++++ MATERIAL SHOWN

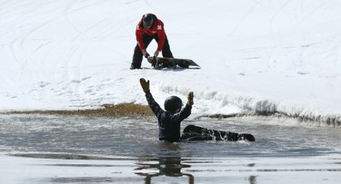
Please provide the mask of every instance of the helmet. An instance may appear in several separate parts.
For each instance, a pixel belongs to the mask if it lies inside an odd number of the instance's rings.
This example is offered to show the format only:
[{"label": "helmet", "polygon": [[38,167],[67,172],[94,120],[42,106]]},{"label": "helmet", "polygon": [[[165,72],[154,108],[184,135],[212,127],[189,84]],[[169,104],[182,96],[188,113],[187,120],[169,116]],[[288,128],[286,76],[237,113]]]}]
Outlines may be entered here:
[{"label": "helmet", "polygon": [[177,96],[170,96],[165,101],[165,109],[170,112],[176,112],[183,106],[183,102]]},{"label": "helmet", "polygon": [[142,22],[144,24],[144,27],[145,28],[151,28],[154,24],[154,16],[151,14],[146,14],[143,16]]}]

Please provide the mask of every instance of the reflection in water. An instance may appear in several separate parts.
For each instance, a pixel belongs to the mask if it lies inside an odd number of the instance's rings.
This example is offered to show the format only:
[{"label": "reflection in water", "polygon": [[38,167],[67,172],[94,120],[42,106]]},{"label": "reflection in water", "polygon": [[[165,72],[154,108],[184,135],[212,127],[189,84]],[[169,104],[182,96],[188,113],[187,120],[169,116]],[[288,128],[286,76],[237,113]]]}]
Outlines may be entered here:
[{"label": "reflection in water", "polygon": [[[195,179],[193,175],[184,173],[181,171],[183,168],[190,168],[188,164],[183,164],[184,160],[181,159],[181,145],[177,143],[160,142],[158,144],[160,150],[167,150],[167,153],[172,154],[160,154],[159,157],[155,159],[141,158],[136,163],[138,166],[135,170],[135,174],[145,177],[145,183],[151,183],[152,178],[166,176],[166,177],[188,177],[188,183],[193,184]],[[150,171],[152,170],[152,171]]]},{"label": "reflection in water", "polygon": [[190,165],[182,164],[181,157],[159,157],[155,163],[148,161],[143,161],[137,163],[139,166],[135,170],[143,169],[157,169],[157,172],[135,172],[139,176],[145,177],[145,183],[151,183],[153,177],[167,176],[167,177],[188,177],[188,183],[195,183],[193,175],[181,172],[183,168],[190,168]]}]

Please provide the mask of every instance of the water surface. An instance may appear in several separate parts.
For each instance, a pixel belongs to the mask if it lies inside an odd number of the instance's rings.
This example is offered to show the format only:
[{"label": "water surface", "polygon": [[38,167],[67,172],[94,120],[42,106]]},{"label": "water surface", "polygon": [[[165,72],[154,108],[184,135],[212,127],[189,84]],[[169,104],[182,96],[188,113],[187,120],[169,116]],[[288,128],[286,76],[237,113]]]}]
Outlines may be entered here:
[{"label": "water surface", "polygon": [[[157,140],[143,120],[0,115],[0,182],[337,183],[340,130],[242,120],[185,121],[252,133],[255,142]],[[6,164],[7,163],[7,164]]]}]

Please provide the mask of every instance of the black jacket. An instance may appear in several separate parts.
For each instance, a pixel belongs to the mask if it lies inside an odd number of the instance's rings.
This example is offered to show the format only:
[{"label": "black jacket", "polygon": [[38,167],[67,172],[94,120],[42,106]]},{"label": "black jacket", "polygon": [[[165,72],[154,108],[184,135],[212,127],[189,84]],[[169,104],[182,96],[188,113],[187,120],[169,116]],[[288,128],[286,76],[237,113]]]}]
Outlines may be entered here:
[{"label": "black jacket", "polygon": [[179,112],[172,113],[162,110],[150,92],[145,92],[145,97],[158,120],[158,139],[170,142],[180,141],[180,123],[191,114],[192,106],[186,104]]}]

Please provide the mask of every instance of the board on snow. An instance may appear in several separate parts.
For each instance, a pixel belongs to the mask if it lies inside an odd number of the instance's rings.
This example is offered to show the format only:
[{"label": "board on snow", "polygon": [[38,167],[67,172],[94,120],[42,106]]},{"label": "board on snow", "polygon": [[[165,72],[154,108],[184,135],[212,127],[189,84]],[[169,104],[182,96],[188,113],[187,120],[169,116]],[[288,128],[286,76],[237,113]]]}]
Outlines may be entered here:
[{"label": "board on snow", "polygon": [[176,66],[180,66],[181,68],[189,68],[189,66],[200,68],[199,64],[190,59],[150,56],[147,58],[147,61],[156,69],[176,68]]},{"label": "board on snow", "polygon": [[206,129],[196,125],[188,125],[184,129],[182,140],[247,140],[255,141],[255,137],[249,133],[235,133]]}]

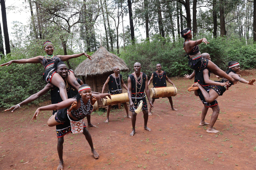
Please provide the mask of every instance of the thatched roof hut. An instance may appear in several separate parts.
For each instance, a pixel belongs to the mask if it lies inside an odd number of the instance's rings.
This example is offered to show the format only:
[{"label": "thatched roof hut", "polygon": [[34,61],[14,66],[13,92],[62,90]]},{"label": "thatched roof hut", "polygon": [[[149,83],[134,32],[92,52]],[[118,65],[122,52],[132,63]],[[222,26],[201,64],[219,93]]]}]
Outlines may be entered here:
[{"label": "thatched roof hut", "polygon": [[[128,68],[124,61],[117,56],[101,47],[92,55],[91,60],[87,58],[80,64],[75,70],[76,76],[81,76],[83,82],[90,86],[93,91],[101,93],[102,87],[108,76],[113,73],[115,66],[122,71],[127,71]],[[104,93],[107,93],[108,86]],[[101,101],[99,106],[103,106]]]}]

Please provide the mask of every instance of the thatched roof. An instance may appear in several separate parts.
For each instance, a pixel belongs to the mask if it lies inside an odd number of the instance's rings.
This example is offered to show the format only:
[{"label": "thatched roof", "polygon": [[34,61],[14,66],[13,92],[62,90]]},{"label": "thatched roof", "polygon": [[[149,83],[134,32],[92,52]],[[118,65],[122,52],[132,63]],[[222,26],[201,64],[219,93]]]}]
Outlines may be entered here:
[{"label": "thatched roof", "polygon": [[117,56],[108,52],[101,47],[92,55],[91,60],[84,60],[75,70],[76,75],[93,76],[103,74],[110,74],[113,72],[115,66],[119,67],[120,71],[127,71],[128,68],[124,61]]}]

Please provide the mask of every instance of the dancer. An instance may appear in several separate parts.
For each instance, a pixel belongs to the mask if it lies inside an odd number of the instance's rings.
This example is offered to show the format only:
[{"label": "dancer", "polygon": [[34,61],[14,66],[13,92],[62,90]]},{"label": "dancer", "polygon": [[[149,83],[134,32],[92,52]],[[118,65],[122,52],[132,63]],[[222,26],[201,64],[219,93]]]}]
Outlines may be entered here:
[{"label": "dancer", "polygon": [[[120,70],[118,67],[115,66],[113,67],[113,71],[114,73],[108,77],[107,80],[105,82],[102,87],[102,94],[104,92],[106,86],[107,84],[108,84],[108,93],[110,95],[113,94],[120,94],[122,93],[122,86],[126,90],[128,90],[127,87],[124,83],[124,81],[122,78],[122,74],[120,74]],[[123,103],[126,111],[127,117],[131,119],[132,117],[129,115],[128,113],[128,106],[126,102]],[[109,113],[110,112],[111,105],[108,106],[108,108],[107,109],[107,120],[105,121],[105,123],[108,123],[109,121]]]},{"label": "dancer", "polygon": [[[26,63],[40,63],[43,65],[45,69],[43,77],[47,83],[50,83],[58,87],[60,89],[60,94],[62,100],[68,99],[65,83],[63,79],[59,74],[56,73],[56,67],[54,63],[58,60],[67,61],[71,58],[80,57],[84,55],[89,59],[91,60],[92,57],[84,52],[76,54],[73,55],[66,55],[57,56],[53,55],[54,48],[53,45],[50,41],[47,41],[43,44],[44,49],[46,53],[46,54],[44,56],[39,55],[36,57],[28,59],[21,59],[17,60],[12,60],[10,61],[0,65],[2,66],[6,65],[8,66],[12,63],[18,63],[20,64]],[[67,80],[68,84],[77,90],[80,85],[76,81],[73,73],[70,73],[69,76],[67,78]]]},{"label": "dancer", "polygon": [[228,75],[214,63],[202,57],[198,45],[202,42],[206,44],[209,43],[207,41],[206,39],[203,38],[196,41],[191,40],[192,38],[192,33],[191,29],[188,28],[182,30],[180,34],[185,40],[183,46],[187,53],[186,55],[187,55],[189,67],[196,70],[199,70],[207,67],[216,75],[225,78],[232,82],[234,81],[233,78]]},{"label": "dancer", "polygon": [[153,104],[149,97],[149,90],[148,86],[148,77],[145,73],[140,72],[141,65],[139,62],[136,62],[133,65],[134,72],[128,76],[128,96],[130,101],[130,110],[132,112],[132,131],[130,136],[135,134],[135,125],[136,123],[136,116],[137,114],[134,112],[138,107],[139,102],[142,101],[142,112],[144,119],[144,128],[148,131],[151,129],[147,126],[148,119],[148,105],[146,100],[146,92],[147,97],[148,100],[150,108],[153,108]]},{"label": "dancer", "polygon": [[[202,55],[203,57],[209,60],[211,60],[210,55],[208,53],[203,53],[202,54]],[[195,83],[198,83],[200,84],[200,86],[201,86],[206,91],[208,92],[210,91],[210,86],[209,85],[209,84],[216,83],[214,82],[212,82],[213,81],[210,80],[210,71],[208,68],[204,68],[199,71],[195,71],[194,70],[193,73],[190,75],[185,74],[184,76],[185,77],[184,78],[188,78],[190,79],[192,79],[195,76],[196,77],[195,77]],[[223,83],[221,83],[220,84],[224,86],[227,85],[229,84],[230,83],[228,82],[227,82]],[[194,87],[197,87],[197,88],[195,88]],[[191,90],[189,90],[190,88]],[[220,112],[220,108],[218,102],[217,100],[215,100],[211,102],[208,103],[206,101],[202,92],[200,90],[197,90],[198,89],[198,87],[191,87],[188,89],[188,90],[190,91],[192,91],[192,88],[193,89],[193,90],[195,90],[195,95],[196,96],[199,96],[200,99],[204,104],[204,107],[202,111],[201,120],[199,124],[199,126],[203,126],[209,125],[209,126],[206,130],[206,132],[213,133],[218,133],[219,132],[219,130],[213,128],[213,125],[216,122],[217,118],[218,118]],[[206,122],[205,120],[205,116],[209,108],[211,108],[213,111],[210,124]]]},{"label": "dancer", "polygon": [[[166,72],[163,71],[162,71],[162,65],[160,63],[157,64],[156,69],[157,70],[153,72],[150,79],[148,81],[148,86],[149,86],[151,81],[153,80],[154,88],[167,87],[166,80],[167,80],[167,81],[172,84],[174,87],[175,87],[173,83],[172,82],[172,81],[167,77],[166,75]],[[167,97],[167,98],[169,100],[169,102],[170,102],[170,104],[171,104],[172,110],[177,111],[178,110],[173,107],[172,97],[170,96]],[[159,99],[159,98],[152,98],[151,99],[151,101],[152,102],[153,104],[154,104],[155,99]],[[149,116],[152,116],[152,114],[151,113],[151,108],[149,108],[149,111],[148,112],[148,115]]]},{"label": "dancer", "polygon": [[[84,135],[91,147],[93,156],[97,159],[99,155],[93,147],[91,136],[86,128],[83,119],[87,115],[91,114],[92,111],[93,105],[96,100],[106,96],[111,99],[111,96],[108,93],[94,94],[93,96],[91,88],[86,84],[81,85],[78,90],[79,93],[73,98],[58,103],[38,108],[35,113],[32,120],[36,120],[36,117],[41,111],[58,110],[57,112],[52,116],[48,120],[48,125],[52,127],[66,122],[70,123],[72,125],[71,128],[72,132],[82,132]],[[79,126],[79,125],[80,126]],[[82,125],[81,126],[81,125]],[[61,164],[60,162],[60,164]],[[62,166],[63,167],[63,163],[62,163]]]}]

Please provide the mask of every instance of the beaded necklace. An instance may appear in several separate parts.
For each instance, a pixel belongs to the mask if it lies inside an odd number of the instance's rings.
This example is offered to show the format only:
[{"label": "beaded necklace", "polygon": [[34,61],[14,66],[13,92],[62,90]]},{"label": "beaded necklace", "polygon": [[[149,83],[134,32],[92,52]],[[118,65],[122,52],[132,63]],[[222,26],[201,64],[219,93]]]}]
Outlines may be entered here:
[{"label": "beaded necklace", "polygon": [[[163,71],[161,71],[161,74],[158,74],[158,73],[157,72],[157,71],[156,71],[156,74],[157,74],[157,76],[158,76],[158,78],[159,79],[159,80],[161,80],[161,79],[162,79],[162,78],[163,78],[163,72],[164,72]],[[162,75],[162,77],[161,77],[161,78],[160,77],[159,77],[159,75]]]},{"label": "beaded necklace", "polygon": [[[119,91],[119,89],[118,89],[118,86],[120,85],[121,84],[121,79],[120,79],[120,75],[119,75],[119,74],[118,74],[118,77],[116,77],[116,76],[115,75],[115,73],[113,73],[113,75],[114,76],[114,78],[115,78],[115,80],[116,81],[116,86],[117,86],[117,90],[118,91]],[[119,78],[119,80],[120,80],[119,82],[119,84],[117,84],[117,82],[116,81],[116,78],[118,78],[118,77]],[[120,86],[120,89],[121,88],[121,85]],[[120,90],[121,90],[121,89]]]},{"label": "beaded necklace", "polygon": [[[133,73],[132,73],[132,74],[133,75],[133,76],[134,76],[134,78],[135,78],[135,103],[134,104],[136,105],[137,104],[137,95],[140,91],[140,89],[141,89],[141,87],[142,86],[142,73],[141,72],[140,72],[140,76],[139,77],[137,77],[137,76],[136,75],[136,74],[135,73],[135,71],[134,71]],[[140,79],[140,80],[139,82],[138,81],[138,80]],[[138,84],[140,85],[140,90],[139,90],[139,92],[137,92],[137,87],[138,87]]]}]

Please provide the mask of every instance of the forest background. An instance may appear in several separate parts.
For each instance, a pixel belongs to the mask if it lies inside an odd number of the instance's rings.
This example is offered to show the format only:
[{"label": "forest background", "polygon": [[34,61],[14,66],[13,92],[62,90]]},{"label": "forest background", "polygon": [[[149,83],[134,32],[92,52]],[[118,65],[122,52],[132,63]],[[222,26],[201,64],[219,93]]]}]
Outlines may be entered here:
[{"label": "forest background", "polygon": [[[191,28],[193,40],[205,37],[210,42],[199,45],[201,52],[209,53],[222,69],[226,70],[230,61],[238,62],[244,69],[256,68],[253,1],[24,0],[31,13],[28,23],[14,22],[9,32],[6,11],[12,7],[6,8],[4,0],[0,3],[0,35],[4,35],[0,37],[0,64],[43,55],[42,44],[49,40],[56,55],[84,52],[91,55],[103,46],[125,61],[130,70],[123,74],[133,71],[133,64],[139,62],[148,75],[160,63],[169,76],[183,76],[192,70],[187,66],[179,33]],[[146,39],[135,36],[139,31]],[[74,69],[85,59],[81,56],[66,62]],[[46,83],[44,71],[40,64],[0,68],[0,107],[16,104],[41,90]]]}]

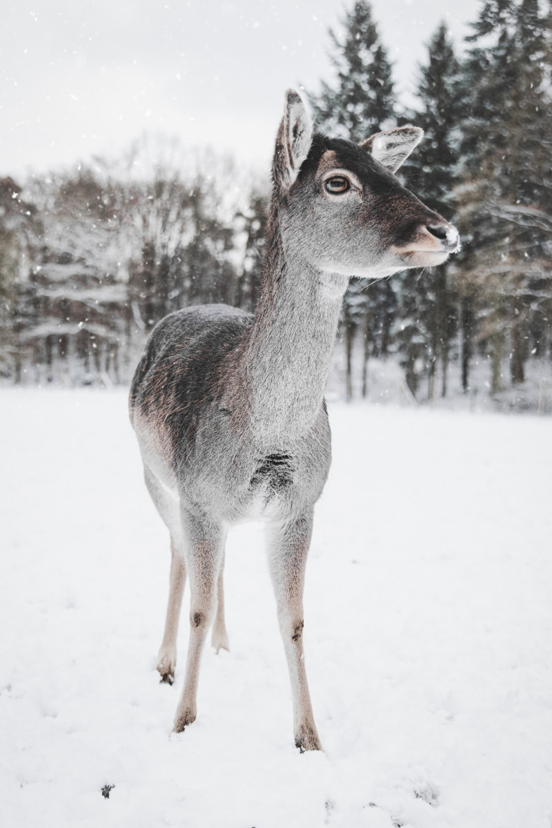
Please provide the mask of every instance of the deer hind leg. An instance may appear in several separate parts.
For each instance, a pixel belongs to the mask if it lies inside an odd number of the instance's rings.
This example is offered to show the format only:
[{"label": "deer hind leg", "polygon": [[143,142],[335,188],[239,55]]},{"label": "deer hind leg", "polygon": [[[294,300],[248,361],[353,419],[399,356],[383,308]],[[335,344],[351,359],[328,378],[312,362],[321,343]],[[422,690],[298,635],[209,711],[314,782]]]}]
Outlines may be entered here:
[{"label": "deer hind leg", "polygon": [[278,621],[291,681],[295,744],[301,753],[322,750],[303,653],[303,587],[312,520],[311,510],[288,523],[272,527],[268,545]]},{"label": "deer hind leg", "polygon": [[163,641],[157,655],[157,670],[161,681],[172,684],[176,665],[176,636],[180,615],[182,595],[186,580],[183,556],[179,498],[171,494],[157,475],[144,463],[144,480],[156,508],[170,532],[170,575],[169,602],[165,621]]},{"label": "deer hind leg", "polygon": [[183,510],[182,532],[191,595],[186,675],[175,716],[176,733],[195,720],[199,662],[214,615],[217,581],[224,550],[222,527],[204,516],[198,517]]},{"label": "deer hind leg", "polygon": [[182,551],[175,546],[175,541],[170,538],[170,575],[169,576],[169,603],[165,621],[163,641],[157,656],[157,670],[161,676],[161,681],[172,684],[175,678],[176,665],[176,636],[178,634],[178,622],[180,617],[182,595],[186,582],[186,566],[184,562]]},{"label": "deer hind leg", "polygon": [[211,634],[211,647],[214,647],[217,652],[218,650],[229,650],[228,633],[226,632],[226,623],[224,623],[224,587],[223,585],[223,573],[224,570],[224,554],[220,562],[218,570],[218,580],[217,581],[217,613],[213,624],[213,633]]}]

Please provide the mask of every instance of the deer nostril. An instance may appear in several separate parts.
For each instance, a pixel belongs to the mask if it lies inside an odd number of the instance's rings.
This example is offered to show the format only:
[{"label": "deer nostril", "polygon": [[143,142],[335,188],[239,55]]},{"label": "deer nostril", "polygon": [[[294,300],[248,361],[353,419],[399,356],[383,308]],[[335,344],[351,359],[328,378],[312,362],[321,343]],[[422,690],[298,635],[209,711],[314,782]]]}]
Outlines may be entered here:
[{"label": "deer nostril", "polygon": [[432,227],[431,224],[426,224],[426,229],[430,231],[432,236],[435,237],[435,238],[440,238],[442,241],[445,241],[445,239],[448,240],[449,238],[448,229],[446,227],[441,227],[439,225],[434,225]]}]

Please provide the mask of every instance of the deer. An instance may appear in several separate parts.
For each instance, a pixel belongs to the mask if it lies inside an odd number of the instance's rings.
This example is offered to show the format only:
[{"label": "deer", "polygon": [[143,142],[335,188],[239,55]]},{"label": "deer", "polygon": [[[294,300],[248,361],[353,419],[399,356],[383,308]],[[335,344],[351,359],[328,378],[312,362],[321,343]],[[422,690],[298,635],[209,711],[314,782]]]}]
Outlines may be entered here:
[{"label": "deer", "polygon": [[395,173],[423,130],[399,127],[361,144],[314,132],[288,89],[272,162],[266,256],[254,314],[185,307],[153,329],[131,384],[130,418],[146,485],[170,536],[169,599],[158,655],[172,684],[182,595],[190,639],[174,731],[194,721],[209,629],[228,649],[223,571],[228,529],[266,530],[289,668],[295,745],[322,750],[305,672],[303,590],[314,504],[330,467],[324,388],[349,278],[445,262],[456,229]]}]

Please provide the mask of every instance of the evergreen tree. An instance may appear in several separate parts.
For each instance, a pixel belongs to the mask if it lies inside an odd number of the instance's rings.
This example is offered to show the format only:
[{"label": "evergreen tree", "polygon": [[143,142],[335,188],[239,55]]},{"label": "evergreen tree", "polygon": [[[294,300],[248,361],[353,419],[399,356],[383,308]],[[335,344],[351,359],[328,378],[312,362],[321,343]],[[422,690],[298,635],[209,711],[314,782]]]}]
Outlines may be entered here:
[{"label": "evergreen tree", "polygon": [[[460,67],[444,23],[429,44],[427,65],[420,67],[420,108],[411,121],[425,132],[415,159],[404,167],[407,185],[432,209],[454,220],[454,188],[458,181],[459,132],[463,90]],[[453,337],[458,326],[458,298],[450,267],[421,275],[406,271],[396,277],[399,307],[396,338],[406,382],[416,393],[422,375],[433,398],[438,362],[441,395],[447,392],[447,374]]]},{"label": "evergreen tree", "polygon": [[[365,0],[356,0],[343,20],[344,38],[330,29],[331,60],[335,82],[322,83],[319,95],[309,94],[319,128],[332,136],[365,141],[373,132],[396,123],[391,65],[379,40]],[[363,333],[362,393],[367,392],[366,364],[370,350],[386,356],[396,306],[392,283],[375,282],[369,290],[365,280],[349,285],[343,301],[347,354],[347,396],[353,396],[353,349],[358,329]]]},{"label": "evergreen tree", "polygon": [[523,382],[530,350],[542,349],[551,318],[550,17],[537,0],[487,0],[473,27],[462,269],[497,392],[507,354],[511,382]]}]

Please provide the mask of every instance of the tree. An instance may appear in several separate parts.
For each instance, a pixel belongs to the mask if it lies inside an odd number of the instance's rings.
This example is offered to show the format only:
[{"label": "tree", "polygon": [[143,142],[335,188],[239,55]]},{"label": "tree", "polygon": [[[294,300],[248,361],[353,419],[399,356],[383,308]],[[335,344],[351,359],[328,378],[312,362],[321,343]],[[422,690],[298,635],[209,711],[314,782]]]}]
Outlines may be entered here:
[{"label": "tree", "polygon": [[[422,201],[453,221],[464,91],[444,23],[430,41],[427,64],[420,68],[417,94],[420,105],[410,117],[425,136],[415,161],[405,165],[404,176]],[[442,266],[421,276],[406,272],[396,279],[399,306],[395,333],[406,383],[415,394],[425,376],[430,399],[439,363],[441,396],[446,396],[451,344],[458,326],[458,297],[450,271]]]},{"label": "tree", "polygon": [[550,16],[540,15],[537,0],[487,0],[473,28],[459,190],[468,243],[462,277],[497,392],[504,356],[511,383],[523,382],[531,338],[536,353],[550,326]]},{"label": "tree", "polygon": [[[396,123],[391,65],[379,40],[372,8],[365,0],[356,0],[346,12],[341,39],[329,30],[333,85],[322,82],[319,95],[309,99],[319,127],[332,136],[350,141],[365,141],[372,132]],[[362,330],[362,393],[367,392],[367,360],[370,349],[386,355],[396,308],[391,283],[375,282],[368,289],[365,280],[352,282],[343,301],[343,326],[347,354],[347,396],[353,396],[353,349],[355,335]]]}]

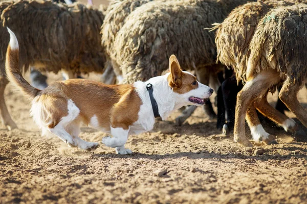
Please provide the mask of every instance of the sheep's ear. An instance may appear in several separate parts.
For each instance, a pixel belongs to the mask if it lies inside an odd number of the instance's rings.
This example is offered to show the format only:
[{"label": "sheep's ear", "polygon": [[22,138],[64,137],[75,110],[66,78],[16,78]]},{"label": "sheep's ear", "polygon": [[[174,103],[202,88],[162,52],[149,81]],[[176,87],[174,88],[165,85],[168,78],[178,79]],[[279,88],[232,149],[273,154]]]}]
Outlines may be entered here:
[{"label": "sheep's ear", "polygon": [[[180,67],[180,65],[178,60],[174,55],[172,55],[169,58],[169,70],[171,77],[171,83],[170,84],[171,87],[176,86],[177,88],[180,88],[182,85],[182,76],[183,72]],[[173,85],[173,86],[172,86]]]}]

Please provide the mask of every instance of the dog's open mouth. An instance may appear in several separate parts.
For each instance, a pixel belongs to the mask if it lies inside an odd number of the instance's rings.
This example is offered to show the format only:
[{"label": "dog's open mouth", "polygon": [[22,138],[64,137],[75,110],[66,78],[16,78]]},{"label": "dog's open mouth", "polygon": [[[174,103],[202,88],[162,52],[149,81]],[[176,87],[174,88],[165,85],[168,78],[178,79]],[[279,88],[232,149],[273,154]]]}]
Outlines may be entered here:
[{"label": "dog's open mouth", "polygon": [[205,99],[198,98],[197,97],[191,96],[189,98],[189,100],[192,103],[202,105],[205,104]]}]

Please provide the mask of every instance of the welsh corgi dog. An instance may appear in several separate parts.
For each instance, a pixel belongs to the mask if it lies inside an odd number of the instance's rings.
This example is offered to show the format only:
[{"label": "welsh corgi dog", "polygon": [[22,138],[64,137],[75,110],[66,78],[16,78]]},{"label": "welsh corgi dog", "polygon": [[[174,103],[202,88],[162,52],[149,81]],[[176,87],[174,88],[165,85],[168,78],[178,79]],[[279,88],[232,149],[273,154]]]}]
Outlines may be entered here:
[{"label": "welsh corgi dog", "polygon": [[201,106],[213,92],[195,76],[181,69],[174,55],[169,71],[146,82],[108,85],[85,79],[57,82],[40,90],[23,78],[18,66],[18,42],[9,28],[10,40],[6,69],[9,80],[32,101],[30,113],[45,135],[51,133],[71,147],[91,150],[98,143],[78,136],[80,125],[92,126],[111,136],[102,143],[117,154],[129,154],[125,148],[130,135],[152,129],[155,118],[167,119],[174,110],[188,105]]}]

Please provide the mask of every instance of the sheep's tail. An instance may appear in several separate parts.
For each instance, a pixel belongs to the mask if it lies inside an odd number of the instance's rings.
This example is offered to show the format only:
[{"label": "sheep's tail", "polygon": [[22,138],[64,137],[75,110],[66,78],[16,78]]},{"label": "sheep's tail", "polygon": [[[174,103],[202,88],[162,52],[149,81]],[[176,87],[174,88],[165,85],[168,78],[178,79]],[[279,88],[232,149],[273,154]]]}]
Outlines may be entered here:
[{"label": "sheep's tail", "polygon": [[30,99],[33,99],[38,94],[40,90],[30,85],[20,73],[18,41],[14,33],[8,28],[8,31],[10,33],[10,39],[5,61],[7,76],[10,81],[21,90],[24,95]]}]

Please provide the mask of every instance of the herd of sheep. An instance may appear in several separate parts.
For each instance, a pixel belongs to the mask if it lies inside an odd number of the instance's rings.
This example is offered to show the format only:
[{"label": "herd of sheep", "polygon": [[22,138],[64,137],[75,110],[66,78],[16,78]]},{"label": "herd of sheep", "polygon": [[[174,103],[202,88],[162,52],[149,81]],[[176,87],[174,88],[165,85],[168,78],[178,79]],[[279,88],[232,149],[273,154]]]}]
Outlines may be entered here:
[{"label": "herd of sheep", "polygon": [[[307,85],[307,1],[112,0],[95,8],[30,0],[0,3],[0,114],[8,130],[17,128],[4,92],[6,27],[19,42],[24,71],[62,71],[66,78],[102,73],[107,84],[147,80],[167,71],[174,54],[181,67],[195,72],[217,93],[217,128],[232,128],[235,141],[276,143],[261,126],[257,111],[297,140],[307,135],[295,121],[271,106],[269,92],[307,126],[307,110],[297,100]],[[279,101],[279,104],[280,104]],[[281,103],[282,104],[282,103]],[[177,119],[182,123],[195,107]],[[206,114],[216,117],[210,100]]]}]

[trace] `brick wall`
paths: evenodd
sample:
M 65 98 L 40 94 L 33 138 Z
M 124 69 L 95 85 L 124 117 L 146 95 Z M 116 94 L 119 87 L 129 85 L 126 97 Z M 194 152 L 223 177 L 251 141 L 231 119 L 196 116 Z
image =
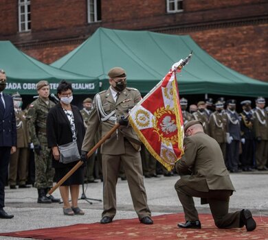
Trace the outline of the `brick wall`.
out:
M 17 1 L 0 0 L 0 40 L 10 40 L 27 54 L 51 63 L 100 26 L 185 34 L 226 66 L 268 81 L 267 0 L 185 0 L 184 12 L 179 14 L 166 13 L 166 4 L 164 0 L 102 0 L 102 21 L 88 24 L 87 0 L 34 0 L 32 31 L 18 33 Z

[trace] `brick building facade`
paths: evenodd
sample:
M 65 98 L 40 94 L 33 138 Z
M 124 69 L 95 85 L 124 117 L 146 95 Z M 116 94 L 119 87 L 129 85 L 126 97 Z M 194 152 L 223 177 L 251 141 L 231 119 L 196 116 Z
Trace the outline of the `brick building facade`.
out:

++++++++

▶ THE REQUEST: Please count the lines above that contain the string "building". Reply with the number alone.

▶ SOLUTION: 2